(SET TASK) Repeat the listing below word for word, leaving out the pictures.

(DATA ENTRIES)
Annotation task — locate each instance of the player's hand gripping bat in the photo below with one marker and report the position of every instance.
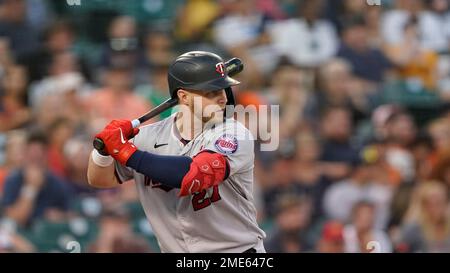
(233, 67)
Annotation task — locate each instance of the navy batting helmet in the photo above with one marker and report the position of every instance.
(200, 71)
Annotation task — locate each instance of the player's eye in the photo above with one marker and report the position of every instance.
(213, 94)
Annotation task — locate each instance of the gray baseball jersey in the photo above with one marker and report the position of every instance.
(219, 219)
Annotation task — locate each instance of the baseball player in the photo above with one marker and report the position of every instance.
(195, 184)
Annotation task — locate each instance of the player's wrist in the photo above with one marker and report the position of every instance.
(101, 160)
(125, 152)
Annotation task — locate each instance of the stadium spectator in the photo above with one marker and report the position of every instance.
(33, 191)
(292, 232)
(332, 238)
(361, 235)
(307, 40)
(426, 227)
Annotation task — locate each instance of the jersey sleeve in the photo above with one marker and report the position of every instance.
(236, 143)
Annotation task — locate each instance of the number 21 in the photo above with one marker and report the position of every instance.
(199, 201)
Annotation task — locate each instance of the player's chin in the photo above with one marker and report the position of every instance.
(215, 117)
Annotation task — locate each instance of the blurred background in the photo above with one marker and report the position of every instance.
(364, 158)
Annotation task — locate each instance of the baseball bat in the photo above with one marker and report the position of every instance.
(233, 67)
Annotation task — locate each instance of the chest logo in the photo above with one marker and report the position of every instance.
(226, 144)
(159, 145)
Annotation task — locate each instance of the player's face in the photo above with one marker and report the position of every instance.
(208, 105)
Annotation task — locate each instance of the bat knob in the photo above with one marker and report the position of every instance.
(99, 145)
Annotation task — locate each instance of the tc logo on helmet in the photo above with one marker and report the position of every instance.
(220, 68)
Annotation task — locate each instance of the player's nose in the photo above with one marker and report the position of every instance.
(222, 98)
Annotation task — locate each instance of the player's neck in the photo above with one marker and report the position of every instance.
(188, 125)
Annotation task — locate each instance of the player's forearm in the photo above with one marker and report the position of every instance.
(205, 170)
(167, 170)
(101, 177)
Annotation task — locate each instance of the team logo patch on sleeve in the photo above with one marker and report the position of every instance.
(227, 144)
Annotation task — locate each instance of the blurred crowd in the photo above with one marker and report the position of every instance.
(364, 158)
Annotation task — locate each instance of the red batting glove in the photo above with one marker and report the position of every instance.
(115, 136)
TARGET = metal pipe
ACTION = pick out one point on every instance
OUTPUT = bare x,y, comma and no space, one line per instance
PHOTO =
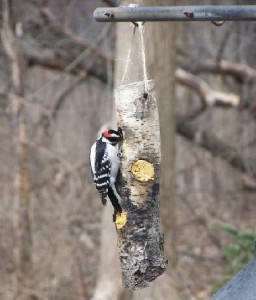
176,13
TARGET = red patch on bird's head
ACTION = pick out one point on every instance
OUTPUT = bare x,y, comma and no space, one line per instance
106,134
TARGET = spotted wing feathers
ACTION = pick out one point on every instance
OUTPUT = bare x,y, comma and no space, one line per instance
101,171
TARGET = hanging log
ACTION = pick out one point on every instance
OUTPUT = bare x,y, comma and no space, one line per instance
140,242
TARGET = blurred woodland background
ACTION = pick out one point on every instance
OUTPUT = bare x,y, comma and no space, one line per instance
58,69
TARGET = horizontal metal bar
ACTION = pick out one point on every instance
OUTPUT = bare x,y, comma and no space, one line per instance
176,13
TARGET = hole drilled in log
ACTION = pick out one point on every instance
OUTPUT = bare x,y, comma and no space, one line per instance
143,170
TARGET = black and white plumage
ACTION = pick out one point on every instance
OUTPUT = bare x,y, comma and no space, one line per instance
105,161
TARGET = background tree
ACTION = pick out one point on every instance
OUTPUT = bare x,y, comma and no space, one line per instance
67,96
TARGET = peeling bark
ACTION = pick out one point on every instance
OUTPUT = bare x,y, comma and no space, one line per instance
140,242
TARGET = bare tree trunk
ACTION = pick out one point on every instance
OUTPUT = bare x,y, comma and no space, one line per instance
109,285
22,251
139,240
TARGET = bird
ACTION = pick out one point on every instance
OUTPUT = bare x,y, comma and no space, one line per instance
105,158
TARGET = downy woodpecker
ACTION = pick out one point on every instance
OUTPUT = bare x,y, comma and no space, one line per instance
105,161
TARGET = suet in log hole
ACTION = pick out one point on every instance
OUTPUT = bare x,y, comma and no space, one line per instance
121,219
143,170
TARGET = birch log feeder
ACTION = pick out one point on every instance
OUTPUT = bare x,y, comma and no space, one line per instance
139,240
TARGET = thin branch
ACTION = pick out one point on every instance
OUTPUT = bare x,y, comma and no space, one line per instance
212,143
208,95
242,72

(EXPECTED ANSWER)
Annotation task — locate each instance of the player's hand gripping bat in the photo below with one marker and report the position of every instance.
(233, 67)
Annotation task — locate each instance of the navy batting helmet in the photo above with one marker and report the position of every instance.
(200, 71)
Annotation task — locate each instance of the player's eye in the photo above with one marker and report the position of every instance.
(213, 94)
Annotation task — locate each instance of the gray baseball jersey in the photo above with one marker and report the position of every instance.
(219, 219)
Annotation task — locate each instance of the baseball player in the photo above with one marker and report the position of every instance.
(195, 184)
Annotation task — locate each instance of the player's wrist in the photo above with one marker and report the position of every instance.
(101, 160)
(125, 152)
Annotation task — locate each instance of the stadium spectator in the photo above with one marker and report the position of every instance.
(33, 191)
(292, 232)
(332, 238)
(361, 235)
(307, 40)
(426, 227)
Annotation task — locate each instance of the jersey sleeve in the photo above with one marker and report the position of every instance.
(236, 143)
Annotation task — locate each instance of the number 21 in the photo above with one marker and report the position of every instance.
(199, 201)
Annotation task — locate each instance of the player's chin in the photo above with one marker and report the position of every instance.
(215, 117)
Annotation task — locate each instance of the blurred background in the photo above with one marker and report the position of every instance.
(364, 158)
Annotation task — locate each instance of the baseball bat in the photo above with one marker and report the position of every instance.
(233, 67)
Annotation task — locate each instance of the chest logo in the photo above with one marker and report the position of every instance.
(226, 144)
(159, 145)
Annotation task — locate each instance of the player's face in the photo above with one marker and report the position of every instance.
(208, 105)
Annotation task — locate each instance of the bat knob in the photo above with one marker and report the position of every instance.
(99, 145)
Annotation task — locate each instance of the tc logo on helmet in the photo above with one marker and report the position of every instance.
(220, 68)
Annotation task — locate each instance of the player's nose in the photo above with one marker and report the position of every instance.
(222, 98)
Annotation task — locate each instance of the player's neck in the photo above with one marker and report the position of every instance.
(188, 125)
Annotation task — locate each instance of the player's forearm in the photo above with one marker and report the position of every instance.
(205, 170)
(167, 170)
(101, 177)
Annotation task — locate each instance of the team logo patch on sleeve in the photo above with one marker and report the position of every instance.
(227, 144)
Annotation task — locate each instance of the blurred crowd in the photo above with one marker and report the position of every instance.
(364, 158)
Annotation task — locate each instance of the red batting glove in the photo above with one marker and report the position of every instance.
(115, 136)
TARGET = metal pipe
ACTION = pick out one point on every instance
OUTPUT = bare x,y, comma and no space, one line per instance
PHOTO =
176,13
TARGET = red patch on bird's head
ACTION = pick out one point on every instance
OUTPUT = bare x,y, comma and no space, one line per instance
106,134
TARGET = spotted wing feathers
ACTION = pick out one point on every instance
OUTPUT = bare x,y, comma and no space, one line per instance
101,171
TARGET = hanging log
ACTION = pick out one point on every instance
OUTPUT = bare x,y, comma and no space, one line per instance
140,242
TARGET = blurred woodland background
ACTION = pick out one point on every instance
OUTPUT = bare x,y, comma and no space, one line per instance
58,69
TARGET = horizontal metal bar
ACTION = pick out one point on every instance
OUTPUT = bare x,y, comma and no space, one line per instance
176,13
TARGET = hole drilled in log
ACTION = pick out one point on every instance
OUTPUT = bare x,y, comma and no space, one line per instance
143,170
TARGET = black and white plumage
ACTION = pick out one point on every instance
OUTPUT = bare x,y, comma and no space, one line per instance
105,161
TARGET = background tree
ACTION = pick out one point on every instance
OUTPUT = bare x,y, comma and no space, one line per instance
67,96
TARGET = peeling bark
ACTION = pick out one point on every instance
OUTPUT = bare x,y, comma and no space, one line per instance
140,242
TARGET = bare tree trunk
ACTION = pick out one point on every instance
OUTPUT = bare x,y, comma and no space, one line per instance
109,285
22,251
139,240
TARGET = bird
ACTION = pick out one point on every instance
OUTPUT = bare x,y, comma and no space, one line per instance
105,158
TARGET = downy woodpecker
ACTION = pick out one point on every instance
OUTPUT = bare x,y, comma and no space, one line per instance
105,161
TARGET = suet in log hole
ACTION = pick out one point on every instance
OUTPUT = bare x,y, comma and no space, one line per instance
121,219
143,170
TARGET = birch log feeder
ACTION = pick out one point on every instance
OUTPUT = bare x,y, comma and no space, one line per instance
139,240
TARGET = thin branch
ACTION = pick out one point on every instance
OUTPUT = bare x,y, comma and no space, one line per instance
212,143
208,95
242,72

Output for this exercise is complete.